> _Task objective_
Please output exactly the part of the records below that opens with the line containing "[point] parked car" and closes with the line containing "[point] white-framed window", both lines included, and nothing else.

> _Exercise materials_

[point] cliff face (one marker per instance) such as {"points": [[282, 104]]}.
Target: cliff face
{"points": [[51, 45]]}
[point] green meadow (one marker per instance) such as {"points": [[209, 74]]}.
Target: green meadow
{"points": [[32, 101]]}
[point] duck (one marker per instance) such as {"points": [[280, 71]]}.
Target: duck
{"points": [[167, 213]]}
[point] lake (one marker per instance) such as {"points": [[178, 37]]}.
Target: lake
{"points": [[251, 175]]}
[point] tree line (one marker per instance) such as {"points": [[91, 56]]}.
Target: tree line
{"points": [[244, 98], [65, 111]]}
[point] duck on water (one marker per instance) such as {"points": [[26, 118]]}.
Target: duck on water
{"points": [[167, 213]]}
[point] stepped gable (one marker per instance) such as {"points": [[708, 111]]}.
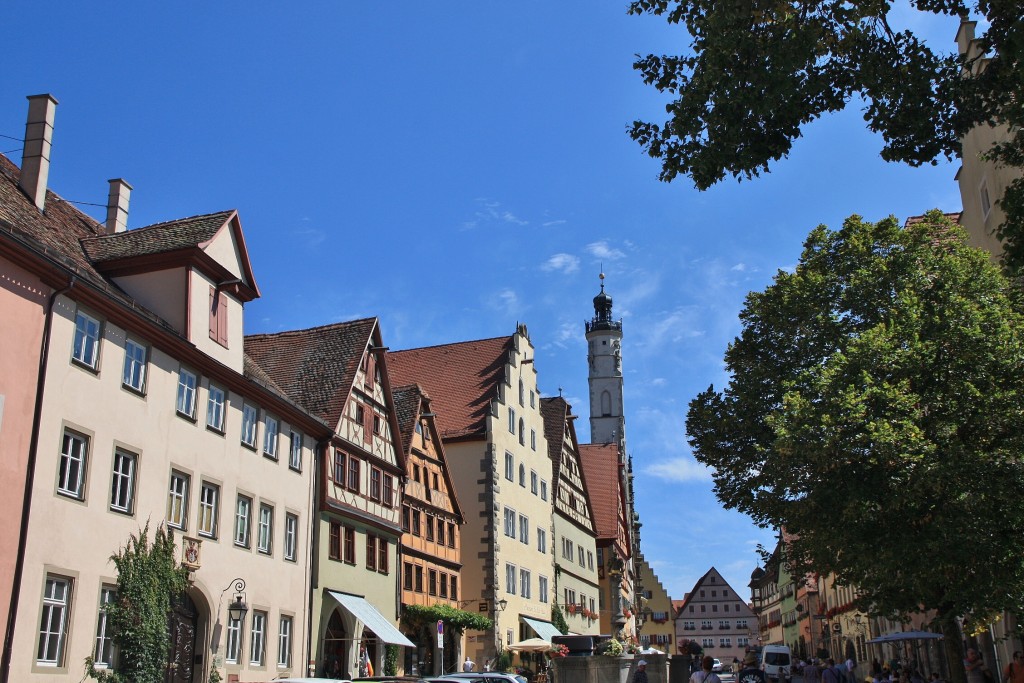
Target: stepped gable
{"points": [[460, 378], [600, 467], [316, 367]]}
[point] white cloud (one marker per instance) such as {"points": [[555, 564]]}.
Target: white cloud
{"points": [[679, 469], [565, 263], [604, 251]]}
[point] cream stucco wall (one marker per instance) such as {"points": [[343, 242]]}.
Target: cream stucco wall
{"points": [[74, 538]]}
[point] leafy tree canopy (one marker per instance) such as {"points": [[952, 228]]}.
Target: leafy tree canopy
{"points": [[761, 70], [875, 412]]}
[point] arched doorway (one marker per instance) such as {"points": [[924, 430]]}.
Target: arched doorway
{"points": [[182, 626]]}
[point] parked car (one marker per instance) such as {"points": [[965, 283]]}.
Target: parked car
{"points": [[489, 677]]}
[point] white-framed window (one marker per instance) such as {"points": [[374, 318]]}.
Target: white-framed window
{"points": [[215, 409], [249, 425], [270, 429], [509, 522], [123, 481], [86, 349], [71, 476], [104, 651], [243, 520], [232, 647], [257, 642], [53, 622], [177, 500], [265, 530], [186, 393], [133, 373], [295, 451], [291, 536], [209, 500], [285, 642]]}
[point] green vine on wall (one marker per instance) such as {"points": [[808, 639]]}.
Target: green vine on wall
{"points": [[150, 580]]}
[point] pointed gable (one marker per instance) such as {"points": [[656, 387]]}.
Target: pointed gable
{"points": [[461, 379], [315, 367], [600, 466]]}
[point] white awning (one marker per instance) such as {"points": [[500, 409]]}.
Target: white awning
{"points": [[372, 619], [545, 630]]}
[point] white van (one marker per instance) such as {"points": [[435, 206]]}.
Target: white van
{"points": [[776, 663]]}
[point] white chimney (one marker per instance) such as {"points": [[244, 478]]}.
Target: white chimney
{"points": [[36, 155], [117, 206]]}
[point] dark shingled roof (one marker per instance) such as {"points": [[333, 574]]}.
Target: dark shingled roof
{"points": [[159, 239], [460, 378], [315, 367]]}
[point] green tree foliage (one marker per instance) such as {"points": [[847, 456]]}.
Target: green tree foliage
{"points": [[759, 71], [875, 412], [148, 582]]}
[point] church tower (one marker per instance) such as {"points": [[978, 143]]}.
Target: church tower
{"points": [[604, 337]]}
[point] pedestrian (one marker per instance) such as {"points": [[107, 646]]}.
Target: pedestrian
{"points": [[751, 673], [641, 674], [975, 667], [1014, 673], [812, 672], [706, 675]]}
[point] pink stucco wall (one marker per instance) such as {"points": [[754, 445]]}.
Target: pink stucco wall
{"points": [[23, 302]]}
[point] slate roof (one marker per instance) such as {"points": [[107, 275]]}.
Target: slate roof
{"points": [[315, 367], [158, 239], [460, 378], [600, 467]]}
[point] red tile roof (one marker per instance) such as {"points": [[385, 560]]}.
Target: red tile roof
{"points": [[600, 467], [460, 378], [315, 367]]}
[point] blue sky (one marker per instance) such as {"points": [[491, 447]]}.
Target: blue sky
{"points": [[455, 168]]}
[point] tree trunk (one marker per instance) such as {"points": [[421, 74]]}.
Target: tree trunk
{"points": [[953, 648]]}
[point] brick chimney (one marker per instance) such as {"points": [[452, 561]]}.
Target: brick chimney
{"points": [[117, 206], [36, 155]]}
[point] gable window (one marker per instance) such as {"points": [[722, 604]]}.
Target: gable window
{"points": [[53, 622], [86, 349], [265, 529], [209, 497], [133, 373], [218, 316], [270, 437], [123, 481], [177, 501], [291, 536], [249, 425], [243, 520], [295, 452], [349, 545], [215, 409], [185, 403]]}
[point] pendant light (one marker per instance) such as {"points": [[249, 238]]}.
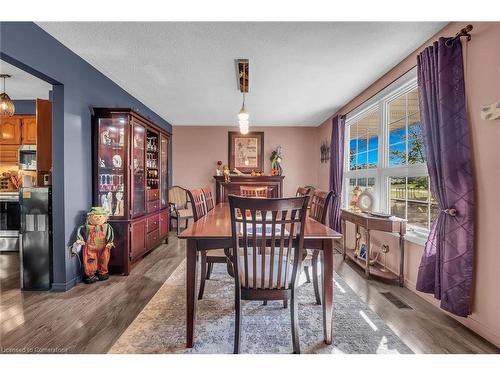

> _Exercise output_
[point] parked car (one marker per instance) such as {"points": [[965, 283]]}.
Target: parked car
{"points": [[489, 677]]}
[point] white-framed window (one marker per instance) such as {"points": [[374, 318]]}.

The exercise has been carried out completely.